## DIRECTION
Return every record exactly as written.

## SUPPLIED RECORDS
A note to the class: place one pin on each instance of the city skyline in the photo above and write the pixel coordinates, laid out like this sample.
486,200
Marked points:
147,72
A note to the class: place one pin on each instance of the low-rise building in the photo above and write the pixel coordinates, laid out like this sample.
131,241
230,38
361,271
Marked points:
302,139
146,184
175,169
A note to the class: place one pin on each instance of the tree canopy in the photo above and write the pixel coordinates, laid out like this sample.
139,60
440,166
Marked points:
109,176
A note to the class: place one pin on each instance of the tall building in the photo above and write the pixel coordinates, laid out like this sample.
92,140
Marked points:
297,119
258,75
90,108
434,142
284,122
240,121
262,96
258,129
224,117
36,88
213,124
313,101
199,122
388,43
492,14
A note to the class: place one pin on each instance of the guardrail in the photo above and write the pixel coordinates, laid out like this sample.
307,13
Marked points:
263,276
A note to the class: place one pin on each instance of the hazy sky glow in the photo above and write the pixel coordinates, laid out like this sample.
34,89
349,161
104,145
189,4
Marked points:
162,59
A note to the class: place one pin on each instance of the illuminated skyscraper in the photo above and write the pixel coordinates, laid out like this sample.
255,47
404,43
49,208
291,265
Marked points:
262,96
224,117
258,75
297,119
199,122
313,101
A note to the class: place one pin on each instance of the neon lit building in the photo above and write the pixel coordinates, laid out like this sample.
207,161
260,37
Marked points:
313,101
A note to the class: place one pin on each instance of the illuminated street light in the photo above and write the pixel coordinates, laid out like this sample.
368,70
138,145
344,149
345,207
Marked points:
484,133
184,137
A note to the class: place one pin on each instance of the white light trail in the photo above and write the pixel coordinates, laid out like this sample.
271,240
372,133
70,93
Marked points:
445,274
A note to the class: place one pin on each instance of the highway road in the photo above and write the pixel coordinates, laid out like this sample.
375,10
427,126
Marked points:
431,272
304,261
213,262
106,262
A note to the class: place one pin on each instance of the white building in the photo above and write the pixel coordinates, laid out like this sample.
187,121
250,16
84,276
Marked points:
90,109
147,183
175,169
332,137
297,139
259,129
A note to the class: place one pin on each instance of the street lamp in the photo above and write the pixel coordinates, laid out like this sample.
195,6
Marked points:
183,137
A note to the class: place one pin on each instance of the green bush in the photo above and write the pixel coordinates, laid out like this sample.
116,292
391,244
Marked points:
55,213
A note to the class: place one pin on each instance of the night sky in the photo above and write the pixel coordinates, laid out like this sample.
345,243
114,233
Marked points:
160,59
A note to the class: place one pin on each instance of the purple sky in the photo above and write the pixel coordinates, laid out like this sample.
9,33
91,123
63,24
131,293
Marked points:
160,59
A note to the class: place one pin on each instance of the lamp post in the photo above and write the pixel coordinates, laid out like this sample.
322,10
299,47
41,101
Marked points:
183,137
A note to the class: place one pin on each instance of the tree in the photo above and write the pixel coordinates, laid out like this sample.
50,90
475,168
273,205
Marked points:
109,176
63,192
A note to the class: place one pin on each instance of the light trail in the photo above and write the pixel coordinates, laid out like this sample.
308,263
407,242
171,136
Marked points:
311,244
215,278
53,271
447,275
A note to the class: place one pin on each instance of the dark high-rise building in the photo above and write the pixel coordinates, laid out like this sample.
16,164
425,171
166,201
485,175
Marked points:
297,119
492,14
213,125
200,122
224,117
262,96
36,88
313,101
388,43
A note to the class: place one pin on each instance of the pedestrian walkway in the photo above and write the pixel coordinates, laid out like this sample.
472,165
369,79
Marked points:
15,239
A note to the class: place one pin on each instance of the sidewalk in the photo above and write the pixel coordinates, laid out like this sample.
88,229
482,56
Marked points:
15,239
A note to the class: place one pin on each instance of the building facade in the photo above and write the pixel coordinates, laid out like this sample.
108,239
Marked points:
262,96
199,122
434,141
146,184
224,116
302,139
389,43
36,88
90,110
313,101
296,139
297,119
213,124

## SOLUTION BELOW
A note to the class: place one pin on each instance of the city skyline in the photo above and write the pixel coordinates, laid out like this sample.
486,200
Marked points:
147,72
A note to the class: place one pin on each instance of the low-rise building in the photo above and write the pixel coordinates, laid out like this sample.
131,241
230,38
361,271
Marked points:
302,139
146,184
175,169
A note to the class: place one pin on each instance of the tree canopy in the photo above and write the pixel coordinates, laid out like this sample.
139,60
440,166
Marked points:
109,176
A note to the class: place one pin on each instance of the tall building in the photo above and write the pixel coordinates, laid out like this sample.
92,140
Marked points:
297,119
258,75
90,108
434,142
284,122
240,121
262,96
258,129
224,117
36,88
213,124
313,101
199,122
388,43
492,14
A note to the class: place one pin on each instance of the guardrail in the photo above and write the pixel coordinates, laid out like this sample.
307,13
Marked points:
263,276
A note to the class: place one pin on each instance of the hazy sky glow in the photo above and write the pixel coordinates, laid out like this sample.
34,89
349,161
104,145
189,4
Marked points:
162,59
A note to the class: place one pin on each instance of the illuminated skyscraper in the photo above and write the pixel coordinates, laid out like this sample.
255,47
404,43
49,208
291,265
Marked points:
262,96
224,117
258,75
297,119
199,122
313,101
A note to the class: place one pin on each instance of the neon lit building in the photo above and write the pixel coordinates, laid out like this sample.
207,161
260,37
Marked points:
313,101
A note to the class: place one pin on each instance of the illuminated street light in the photo above and write the pixel coordinates, laid out like this sample.
368,70
138,145
344,149
345,207
Marked points:
484,133
184,137
A note to the class: place one pin on each instance of the white light trail in the photo above and write the pixel coordinates, laid out like this sample.
271,240
372,133
70,93
Marked points:
445,274
A note to the class: place one pin on each instance of the highway road in the photo above and write the pixel coordinates, laid out like this sample.
375,10
427,126
Marked points:
431,272
304,261
213,262
106,262
A note to the class: place one pin on each instance of the white building in the photo above and write the pixel coordinates, laid out like this sample.
187,121
250,16
84,276
Marked points:
90,109
147,183
175,169
332,137
297,139
259,129
A note to the class: place one pin on each instance of the street lamp in the photo above and write the pixel coordinates, laid out like this sample.
195,6
Marked points:
183,137
A note to the class: place one pin on each instance of the green bush in the photo above and write the pixel coordinates, laid out like this sample.
116,292
391,244
Marked points:
55,213
A note to the class: place one pin on each instance of the night sky in the photo above and write the pixel coordinates, laid out like this sample.
345,243
114,233
Marked points:
160,59
A note to the class: place one pin on each instance of the purple sky in the photo above and write the pixel coordinates, laid out like this sample.
9,33
91,123
63,24
131,293
Marked points:
160,59
A note to the class: place one pin on each instance of the lamp post in the photo above and write the pixel coordinates, laid out like this sample.
322,10
299,47
41,101
Marked points:
183,137
A note to the class: place one pin on each instance of the tree in the photo above and write the pixel coordinates, laid out like this sample.
50,90
475,168
273,205
Marked points:
109,176
63,192
A note to the class: place one pin on each instance of the light trail in the photo above and write the pixel coordinates, laid out like this sample.
308,263
407,242
171,136
Marked points:
311,244
215,278
53,271
447,275
A note to the class: place one pin on each instance of the dark high-rise building in the photo above and write the pixel coordinates, laid out like this sample.
16,164
425,171
166,201
485,175
Marked points:
297,119
492,14
213,125
200,122
224,117
262,96
36,88
313,101
388,43
A note to the class: place one pin on each instance of the pedestrian walkway in the photo above and write the pixel coordinates, laid out like this sample.
472,165
369,79
Marked points:
15,239
A note to the class: place one pin on each instance of the sidewalk in the photo above and write the pixel coordinates, laid out like this sample.
88,229
482,56
Marked points:
15,239
A note to the class: place one pin on each instance of the building facade in the photo above and write the pixel coordinates, laid out like this sample.
108,239
Marked points:
262,96
199,122
434,141
146,184
224,116
302,139
389,43
36,88
90,110
313,101
296,139
297,119
213,124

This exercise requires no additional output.